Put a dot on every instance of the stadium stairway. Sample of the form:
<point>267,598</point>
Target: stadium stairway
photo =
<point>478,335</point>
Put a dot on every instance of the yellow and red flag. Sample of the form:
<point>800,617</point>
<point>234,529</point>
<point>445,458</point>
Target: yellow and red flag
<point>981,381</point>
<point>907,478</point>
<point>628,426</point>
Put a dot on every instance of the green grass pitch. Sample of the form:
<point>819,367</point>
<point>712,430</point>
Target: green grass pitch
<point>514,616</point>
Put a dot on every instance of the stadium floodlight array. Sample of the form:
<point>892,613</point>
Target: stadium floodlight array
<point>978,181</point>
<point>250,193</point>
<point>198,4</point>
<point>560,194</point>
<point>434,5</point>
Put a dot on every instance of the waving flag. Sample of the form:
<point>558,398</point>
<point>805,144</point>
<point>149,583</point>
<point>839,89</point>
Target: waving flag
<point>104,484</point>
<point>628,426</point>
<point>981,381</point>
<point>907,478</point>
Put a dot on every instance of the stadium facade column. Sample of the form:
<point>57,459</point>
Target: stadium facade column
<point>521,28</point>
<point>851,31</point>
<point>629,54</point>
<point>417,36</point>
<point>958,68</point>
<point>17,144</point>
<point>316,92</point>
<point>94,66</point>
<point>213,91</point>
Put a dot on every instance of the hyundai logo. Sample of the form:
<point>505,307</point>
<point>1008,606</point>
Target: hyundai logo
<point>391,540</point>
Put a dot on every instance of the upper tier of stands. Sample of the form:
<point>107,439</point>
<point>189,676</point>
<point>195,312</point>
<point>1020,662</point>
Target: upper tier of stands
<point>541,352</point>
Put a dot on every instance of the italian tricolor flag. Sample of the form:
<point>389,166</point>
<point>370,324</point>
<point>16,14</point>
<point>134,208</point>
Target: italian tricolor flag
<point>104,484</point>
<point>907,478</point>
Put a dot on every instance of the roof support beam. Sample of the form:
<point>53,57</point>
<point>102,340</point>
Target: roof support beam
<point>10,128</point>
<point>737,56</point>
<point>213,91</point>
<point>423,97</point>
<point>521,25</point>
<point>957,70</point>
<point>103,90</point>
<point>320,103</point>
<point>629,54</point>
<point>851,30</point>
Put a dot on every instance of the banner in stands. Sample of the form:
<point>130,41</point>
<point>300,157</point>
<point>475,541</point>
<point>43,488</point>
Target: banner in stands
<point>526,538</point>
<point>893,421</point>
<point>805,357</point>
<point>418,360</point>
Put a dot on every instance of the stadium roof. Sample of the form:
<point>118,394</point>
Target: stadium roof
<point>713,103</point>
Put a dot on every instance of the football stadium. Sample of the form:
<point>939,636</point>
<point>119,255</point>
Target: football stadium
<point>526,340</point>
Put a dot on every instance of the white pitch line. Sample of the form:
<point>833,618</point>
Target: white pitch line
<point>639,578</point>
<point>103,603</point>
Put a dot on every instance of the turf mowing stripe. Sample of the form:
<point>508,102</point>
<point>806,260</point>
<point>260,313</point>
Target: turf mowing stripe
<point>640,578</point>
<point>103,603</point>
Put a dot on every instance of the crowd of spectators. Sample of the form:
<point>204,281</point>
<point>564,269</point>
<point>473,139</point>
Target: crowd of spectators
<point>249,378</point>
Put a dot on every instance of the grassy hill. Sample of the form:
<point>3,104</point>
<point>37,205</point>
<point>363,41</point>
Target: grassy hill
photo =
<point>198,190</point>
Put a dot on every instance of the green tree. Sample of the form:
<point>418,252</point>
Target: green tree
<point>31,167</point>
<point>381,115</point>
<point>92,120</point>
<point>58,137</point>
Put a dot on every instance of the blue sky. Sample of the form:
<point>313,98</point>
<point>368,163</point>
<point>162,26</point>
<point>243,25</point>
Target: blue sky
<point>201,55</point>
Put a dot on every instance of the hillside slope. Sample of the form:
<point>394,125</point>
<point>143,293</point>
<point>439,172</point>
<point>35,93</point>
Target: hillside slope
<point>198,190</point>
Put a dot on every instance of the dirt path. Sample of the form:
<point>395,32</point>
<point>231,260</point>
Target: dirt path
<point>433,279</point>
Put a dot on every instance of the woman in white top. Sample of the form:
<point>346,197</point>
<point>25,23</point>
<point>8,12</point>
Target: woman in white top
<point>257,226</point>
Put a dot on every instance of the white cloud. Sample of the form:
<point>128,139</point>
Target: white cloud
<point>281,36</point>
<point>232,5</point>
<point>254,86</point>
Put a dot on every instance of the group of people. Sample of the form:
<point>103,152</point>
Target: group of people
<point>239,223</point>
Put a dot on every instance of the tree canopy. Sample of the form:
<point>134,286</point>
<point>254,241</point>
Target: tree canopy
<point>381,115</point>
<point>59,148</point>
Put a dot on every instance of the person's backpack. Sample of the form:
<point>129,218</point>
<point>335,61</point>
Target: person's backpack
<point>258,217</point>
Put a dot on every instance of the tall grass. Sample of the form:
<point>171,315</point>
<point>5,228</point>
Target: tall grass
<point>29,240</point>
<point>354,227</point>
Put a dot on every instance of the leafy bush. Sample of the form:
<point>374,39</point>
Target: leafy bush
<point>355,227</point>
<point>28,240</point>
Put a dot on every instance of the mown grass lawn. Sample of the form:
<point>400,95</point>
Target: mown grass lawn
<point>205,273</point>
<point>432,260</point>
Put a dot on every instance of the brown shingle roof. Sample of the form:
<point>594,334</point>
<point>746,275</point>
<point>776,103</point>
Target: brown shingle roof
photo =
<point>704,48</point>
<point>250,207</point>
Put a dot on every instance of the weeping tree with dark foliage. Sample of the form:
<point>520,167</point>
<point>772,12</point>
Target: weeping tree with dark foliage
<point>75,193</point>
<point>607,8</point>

— Stated task —
Please copy every row above, character for character, with nothing added or left out.

— Answer —
Put a dot on every instance of the stadium stairway. Sample of the form:
<point>267,598</point>
Target: stadium stairway
photo =
<point>478,335</point>
Put a dot on every instance of the yellow and red flag. Sample of the form:
<point>800,617</point>
<point>234,529</point>
<point>445,458</point>
Target: yellow and red flag
<point>981,381</point>
<point>907,478</point>
<point>628,426</point>
Put a dot on every instance of the green grass pitch. Sample of the form:
<point>819,367</point>
<point>712,430</point>
Target: green grass pitch
<point>514,616</point>
Put a dot on every instance of the stadium floodlight array. Sample of the form:
<point>892,613</point>
Target: stadium floodlight array
<point>978,181</point>
<point>250,193</point>
<point>198,4</point>
<point>560,194</point>
<point>434,5</point>
Put a dot on every instance of the waving flag. Sample of the form:
<point>558,398</point>
<point>805,144</point>
<point>149,583</point>
<point>839,89</point>
Target: waving flag
<point>104,484</point>
<point>628,426</point>
<point>981,381</point>
<point>907,478</point>
Put a dot on every instance of the stadium facade column. Sample of the form:
<point>57,459</point>
Target: stadium facade column
<point>521,28</point>
<point>851,31</point>
<point>629,54</point>
<point>417,36</point>
<point>958,68</point>
<point>17,144</point>
<point>316,92</point>
<point>94,66</point>
<point>213,91</point>
Put a dot on every instance of the hyundai logo. Sample of the form:
<point>505,307</point>
<point>1008,606</point>
Target: hyundai logo
<point>391,540</point>
Put a dot on every instance of the upper tier of stands. Sample of the form:
<point>107,439</point>
<point>189,676</point>
<point>195,312</point>
<point>1020,662</point>
Target: upper tier of stands
<point>541,352</point>
Put a dot on every instance of the italian tricolor flag. Sample of the form:
<point>389,166</point>
<point>370,324</point>
<point>16,14</point>
<point>134,208</point>
Target: italian tricolor flag
<point>104,484</point>
<point>907,478</point>
Put a dot on every instance of the roof support beam. Sample of the form:
<point>53,57</point>
<point>102,340</point>
Target: roof support beam
<point>10,128</point>
<point>737,56</point>
<point>213,91</point>
<point>423,97</point>
<point>521,25</point>
<point>957,70</point>
<point>103,90</point>
<point>320,103</point>
<point>629,54</point>
<point>851,30</point>
Put a dot on every instance of the banner in stands. Sample of the form:
<point>130,41</point>
<point>300,157</point>
<point>475,541</point>
<point>43,488</point>
Target: banner in stands
<point>526,538</point>
<point>893,421</point>
<point>805,357</point>
<point>418,360</point>
Put a dot on every instance of the stadium roof. Sample of the form:
<point>118,394</point>
Target: stadium roof
<point>713,103</point>
Put a dot on every instance of the football stadium. Sample of the form:
<point>939,636</point>
<point>119,255</point>
Target: football stadium
<point>526,340</point>
Put a dot on every instance of the white pitch line. Sample of the form:
<point>833,618</point>
Target: white pitch line
<point>639,578</point>
<point>103,603</point>
Put a dot on every instance of the turf mowing stripe. Sample of the form:
<point>508,102</point>
<point>806,260</point>
<point>260,313</point>
Target: turf mowing stripe
<point>640,578</point>
<point>103,603</point>
Put a dot on every instance of the crowd of spectators. Sample of the form:
<point>204,281</point>
<point>564,269</point>
<point>473,139</point>
Target: crowd of spectators
<point>249,378</point>
Put a dot on every instance of the grassy hill. Sample of the form:
<point>3,104</point>
<point>37,205</point>
<point>363,41</point>
Target: grassy hill
photo =
<point>198,190</point>
Put a dot on every instance of the green tree. Sample of the form:
<point>418,252</point>
Target: green tree
<point>31,167</point>
<point>381,115</point>
<point>92,120</point>
<point>58,137</point>
Put a dot on every instance of the blue sky. Sample of the form:
<point>313,98</point>
<point>368,163</point>
<point>162,26</point>
<point>243,25</point>
Target: blue sky
<point>201,55</point>
Put a dot on every instance of the hillside slope. Sample of the form:
<point>394,125</point>
<point>143,293</point>
<point>439,172</point>
<point>35,93</point>
Target: hillside slope
<point>198,190</point>
Put a dot on every instance of the dirt path. Sample of the form:
<point>395,32</point>
<point>231,260</point>
Target: dirt path
<point>433,279</point>
Put a dot on every instance of the woman in white top. Sample of the form:
<point>346,197</point>
<point>25,23</point>
<point>8,12</point>
Target: woman in white top
<point>257,226</point>
Put a dot on every instance of the white cloud. Sample of the form:
<point>128,139</point>
Target: white cloud
<point>281,36</point>
<point>232,5</point>
<point>254,86</point>
Put a dot on every instance of the group of people. Sample of the form:
<point>103,152</point>
Target: group of people
<point>239,223</point>
Put a dot on every instance of the tree canopy. Sample of the form:
<point>134,286</point>
<point>254,241</point>
Target: tree canopy
<point>381,115</point>
<point>59,148</point>
Put a dot on every instance of the person's backpack. Sample of the form:
<point>129,218</point>
<point>335,61</point>
Target: person's backpack
<point>258,217</point>
Put a dot on every instance of the tall grass. Sample of the form:
<point>171,315</point>
<point>5,228</point>
Target: tall grass
<point>29,240</point>
<point>354,227</point>
Put a dot on every instance of the leafy bush. Sample of the form:
<point>374,39</point>
Target: leafy bush
<point>355,227</point>
<point>28,240</point>
Put a dot on every instance of the mown grass lawn. Sample of the form:
<point>400,95</point>
Target: mown grass lawn
<point>205,273</point>
<point>432,260</point>
Put a dot on every instance of the brown shingle roof. Sample of the form:
<point>594,334</point>
<point>746,275</point>
<point>776,103</point>
Target: brown shingle roof
photo =
<point>704,48</point>
<point>250,207</point>
Put a dot on every instance of the weeping tree with dark foliage. Sample of the form:
<point>520,167</point>
<point>772,12</point>
Target: weeping tree with dark foliage
<point>75,193</point>
<point>607,8</point>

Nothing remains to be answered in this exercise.